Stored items
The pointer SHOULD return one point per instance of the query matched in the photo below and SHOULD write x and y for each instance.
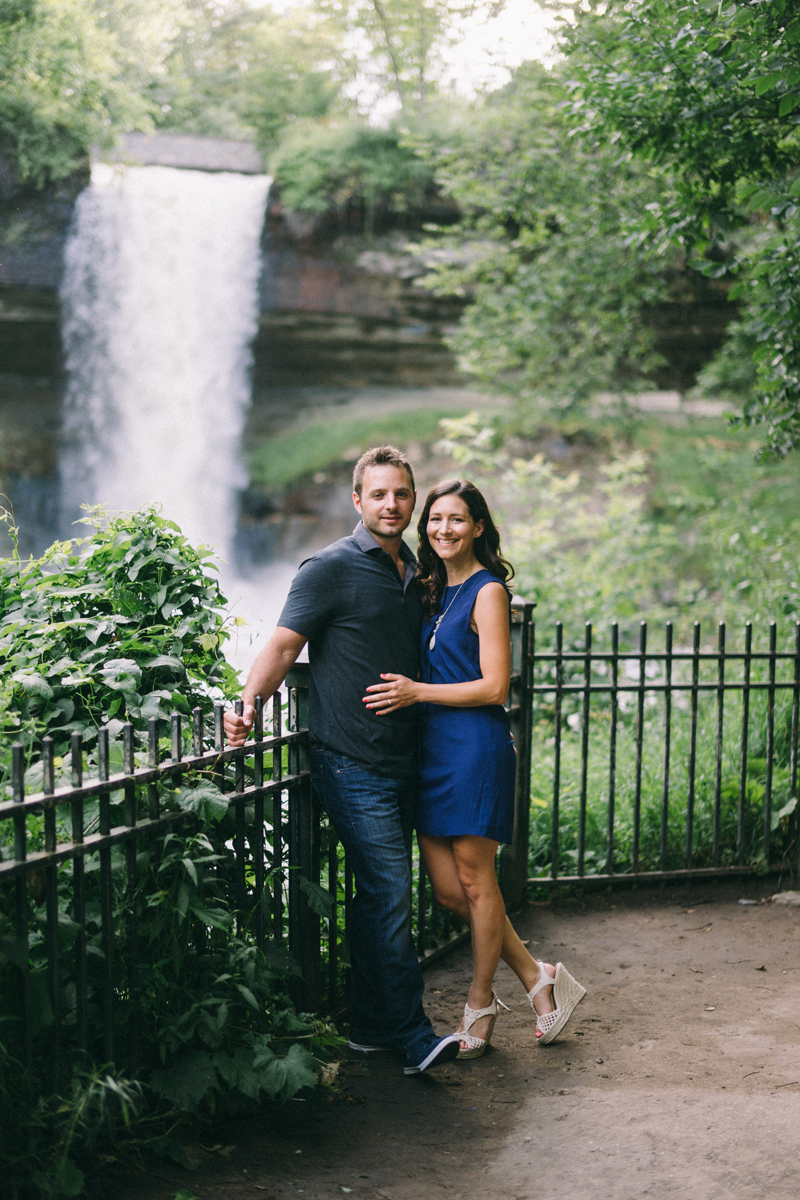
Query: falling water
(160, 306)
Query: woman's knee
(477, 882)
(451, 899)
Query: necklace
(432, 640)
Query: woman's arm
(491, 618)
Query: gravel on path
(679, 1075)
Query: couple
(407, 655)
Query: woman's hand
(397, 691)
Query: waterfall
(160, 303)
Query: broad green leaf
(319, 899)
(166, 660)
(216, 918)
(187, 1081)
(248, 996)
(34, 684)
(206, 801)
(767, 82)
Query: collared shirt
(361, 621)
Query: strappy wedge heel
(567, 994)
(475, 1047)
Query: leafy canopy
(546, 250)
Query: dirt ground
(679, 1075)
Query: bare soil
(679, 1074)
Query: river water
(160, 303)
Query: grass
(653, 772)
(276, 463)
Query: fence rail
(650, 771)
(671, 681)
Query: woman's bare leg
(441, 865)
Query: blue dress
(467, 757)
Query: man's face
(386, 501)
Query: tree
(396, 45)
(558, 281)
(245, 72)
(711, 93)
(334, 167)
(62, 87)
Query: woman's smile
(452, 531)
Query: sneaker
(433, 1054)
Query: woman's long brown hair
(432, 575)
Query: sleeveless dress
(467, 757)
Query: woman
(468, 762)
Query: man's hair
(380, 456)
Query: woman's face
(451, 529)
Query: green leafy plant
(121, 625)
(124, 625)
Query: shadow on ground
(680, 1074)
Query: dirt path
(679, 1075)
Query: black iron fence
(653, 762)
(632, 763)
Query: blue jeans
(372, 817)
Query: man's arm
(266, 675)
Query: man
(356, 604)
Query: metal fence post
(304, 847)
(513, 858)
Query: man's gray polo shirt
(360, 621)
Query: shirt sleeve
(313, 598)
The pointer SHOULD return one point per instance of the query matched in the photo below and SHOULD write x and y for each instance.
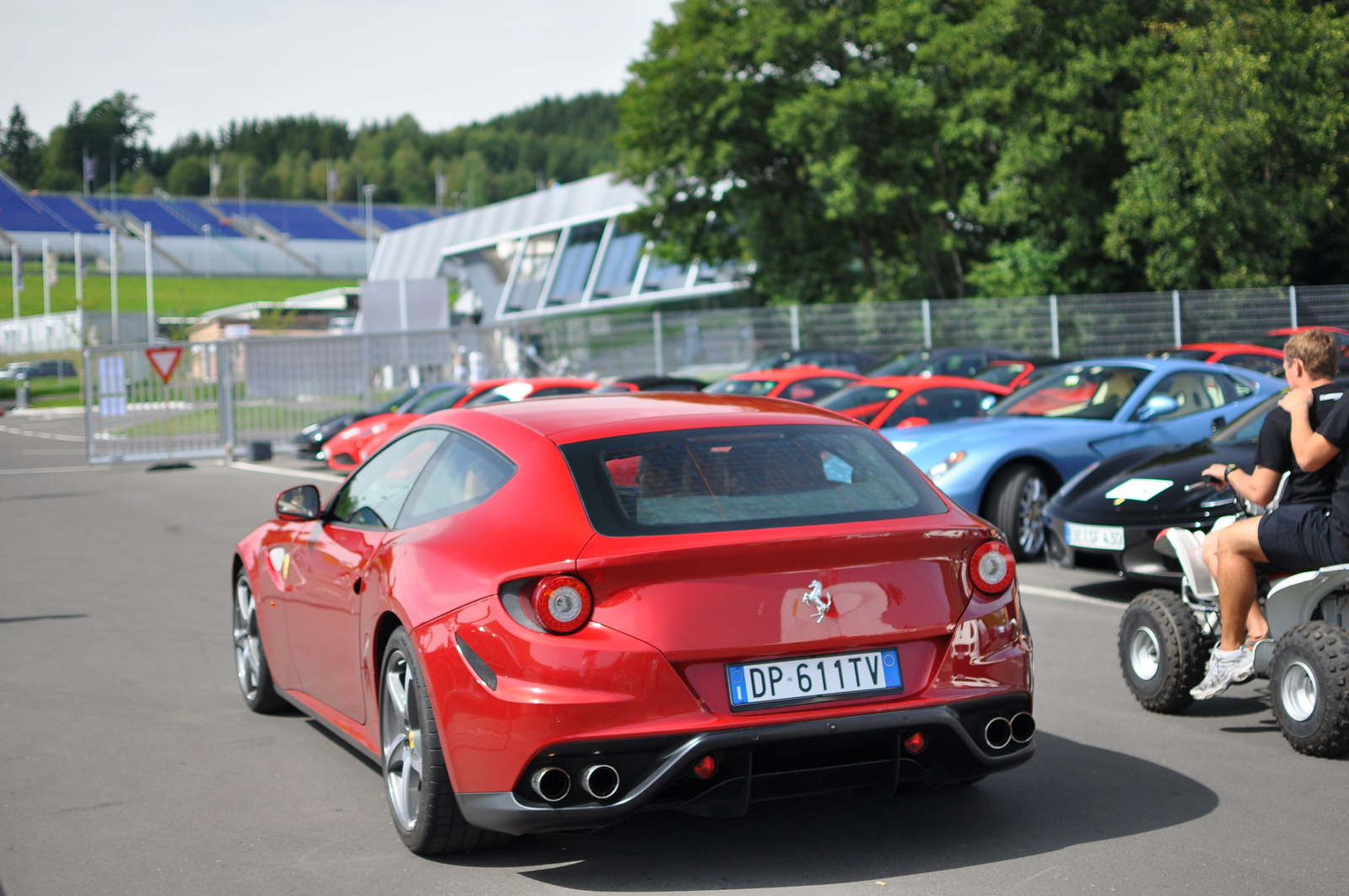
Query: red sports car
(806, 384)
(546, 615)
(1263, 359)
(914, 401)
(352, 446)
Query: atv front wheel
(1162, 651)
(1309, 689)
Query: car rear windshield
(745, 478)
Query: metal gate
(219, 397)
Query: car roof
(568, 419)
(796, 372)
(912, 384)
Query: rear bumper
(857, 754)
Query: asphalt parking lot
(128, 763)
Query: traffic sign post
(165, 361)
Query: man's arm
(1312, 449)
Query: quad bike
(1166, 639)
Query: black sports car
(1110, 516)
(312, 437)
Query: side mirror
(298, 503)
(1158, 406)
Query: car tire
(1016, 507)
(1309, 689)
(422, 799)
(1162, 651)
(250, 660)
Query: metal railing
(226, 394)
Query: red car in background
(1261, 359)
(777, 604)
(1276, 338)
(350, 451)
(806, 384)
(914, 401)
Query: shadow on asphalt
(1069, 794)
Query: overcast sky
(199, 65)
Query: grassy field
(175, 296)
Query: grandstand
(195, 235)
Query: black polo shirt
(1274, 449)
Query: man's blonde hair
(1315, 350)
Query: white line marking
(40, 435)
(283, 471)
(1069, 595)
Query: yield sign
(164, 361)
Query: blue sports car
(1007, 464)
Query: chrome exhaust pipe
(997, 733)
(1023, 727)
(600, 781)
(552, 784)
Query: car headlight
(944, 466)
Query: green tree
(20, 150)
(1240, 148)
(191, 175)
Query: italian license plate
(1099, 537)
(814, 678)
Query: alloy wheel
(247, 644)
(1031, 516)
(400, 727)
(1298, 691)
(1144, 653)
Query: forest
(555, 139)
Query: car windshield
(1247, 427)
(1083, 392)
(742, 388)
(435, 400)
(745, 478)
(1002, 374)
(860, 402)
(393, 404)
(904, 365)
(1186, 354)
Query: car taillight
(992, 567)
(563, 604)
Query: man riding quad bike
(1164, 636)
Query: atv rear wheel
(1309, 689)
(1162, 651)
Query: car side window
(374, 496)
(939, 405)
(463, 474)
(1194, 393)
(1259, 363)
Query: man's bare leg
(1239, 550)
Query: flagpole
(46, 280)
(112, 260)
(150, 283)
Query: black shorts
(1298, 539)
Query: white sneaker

• What is needed: Retype the records in full. Do not carry over the images.

• Answer below:
The pointer SHOULD return one point per instance of the query matched in the photo below and SHOULD write x and y for each instance.
Query: falling water
(160, 306)
Query: woman's knee
(477, 882)
(451, 899)
Query: necklace
(432, 640)
Query: woman's arm
(491, 618)
Query: gravel on path
(679, 1075)
Query: couple
(407, 655)
Query: woman's hand
(397, 691)
Query: waterfall
(160, 303)
Query: broad green leaf
(319, 899)
(166, 660)
(216, 918)
(187, 1081)
(248, 996)
(34, 684)
(206, 801)
(767, 82)
Query: collared shirt
(361, 621)
Query: strappy wedge heel
(567, 994)
(475, 1047)
Query: leafy canopy
(546, 250)
Query: dirt ground
(679, 1075)
Query: bare soil
(679, 1074)
Query: river water
(160, 303)
Query: grass
(653, 772)
(276, 463)
Query: fence rail
(650, 771)
(671, 681)
Query: woman's bare leg
(441, 865)
Query: blue dress
(467, 757)
Query: man's face
(386, 501)
Query: tree
(396, 45)
(558, 281)
(245, 72)
(711, 93)
(334, 167)
(62, 87)
Query: woman's smile
(452, 531)
Query: sneaker
(433, 1054)
Query: woman's long brown hair
(432, 575)
Query: sleeveless dress
(467, 757)
Query: woman
(468, 762)
Query: man's hair
(380, 456)
Query: woman's face
(451, 529)
Query: green leafy plant
(121, 625)
(124, 625)
Query: shadow on ground
(680, 1074)
Query: dirt path
(679, 1075)
Query: black iron fence
(653, 762)
(632, 763)
Query: blue jeans
(372, 817)
Query: man's arm
(266, 675)
Query: man
(356, 604)
Query: metal fence post
(304, 847)
(513, 858)
Query: man's gray polo shirt
(360, 621)
Query: shirt sleeve
(313, 598)
The pointer SHOULD return one point per instance of the query matched in the photo below and SHOULD write x and y for each instance.
Query: red sports car
(806, 384)
(546, 615)
(1263, 359)
(914, 401)
(352, 446)
Query: atv front wheel
(1162, 651)
(1309, 689)
Query: car rear windshield
(745, 478)
Query: metal gate
(219, 397)
Query: car roof
(568, 419)
(796, 372)
(912, 384)
Query: rear bumper
(857, 754)
Query: asphalt parking lot
(128, 763)
Query: traffic sign post
(165, 361)
Query: man's arm
(1312, 449)
Query: quad bike
(1166, 639)
Query: black sports car
(1110, 516)
(312, 437)
Query: side mirror
(298, 503)
(1158, 406)
Query: car tire
(1016, 507)
(1309, 689)
(422, 799)
(1162, 651)
(250, 660)
Query: metal railing
(226, 394)
Query: red car in background
(1261, 359)
(777, 604)
(1276, 338)
(350, 451)
(806, 384)
(914, 401)
Query: shadow on asphalt
(1069, 794)
Query: overcast sky
(199, 65)
Query: grassy field
(175, 296)
Query: grandstand
(195, 235)
Query: black polo shirt
(1274, 449)
Query: man's blonde hair
(1315, 350)
Query: white line marking
(40, 435)
(283, 471)
(1069, 595)
Query: yield sign
(164, 361)
Query: blue sports car
(1007, 464)
Query: chrome exhaust pipe
(997, 733)
(1023, 727)
(600, 781)
(552, 784)
Query: car headlight
(944, 466)
Query: green tree
(20, 150)
(1240, 148)
(191, 175)
Query: italian license plate
(1099, 537)
(814, 678)
Query: alloy wheel
(247, 644)
(1031, 516)
(400, 727)
(1298, 691)
(1144, 653)
Query: forest
(555, 139)
Query: car windshield
(1247, 427)
(1083, 392)
(742, 388)
(435, 400)
(745, 478)
(1002, 374)
(860, 402)
(393, 404)
(904, 365)
(1186, 354)
Query: car taillight
(992, 567)
(563, 604)
Query: man riding quad bike
(1164, 636)
Query: atv rear wheel
(1309, 689)
(1162, 651)
Query: car side window
(374, 496)
(939, 405)
(463, 474)
(1194, 393)
(1259, 363)
Query: man's bare leg
(1239, 550)
Query: flagpole
(46, 280)
(112, 260)
(150, 283)
Query: black shorts
(1298, 539)
Query: white sneaker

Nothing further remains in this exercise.